# [PROBLEM TO SOLVE]
Your answer must consist of every line from the data below that includes the word "space".
((
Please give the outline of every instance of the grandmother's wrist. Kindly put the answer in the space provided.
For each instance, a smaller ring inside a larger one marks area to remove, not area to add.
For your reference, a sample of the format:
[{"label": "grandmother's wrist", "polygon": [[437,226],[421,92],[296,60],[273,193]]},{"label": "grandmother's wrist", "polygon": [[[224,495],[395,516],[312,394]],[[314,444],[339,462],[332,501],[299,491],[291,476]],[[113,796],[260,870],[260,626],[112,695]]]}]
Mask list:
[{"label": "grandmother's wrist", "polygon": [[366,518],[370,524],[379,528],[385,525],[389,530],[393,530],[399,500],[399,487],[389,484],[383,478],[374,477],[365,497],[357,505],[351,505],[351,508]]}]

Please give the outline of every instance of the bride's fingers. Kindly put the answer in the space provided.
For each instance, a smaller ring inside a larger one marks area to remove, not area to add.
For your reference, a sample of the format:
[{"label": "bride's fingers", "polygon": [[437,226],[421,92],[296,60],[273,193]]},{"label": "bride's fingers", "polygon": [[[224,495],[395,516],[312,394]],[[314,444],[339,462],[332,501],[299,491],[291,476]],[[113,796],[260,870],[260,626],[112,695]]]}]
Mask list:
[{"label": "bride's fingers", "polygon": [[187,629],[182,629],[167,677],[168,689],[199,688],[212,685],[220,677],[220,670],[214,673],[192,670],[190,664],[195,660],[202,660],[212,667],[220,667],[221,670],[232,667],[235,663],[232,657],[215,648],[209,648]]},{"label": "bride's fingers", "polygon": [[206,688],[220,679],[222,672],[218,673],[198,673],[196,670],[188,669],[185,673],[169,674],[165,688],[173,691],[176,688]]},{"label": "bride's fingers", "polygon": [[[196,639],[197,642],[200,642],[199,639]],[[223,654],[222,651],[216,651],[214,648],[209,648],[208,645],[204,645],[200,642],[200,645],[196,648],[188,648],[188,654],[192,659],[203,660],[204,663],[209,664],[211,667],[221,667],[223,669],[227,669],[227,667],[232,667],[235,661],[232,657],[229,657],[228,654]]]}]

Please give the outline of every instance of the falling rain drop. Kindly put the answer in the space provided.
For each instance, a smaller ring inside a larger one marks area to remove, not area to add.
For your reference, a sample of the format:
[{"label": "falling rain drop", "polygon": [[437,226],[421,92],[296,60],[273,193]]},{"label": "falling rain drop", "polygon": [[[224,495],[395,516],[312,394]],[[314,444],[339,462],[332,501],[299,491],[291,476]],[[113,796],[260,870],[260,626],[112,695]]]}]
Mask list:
))
# [FINISHED EXERCISE]
Please give the outline of every instance of the grandmother's wrist. Kindly put the answer in the space provided.
Please give the outline of every instance of the bride's fingers. Kindly put the answer in the space provided.
Please give the outline of every instance of the falling rain drop. Kindly put the answer in the space provided.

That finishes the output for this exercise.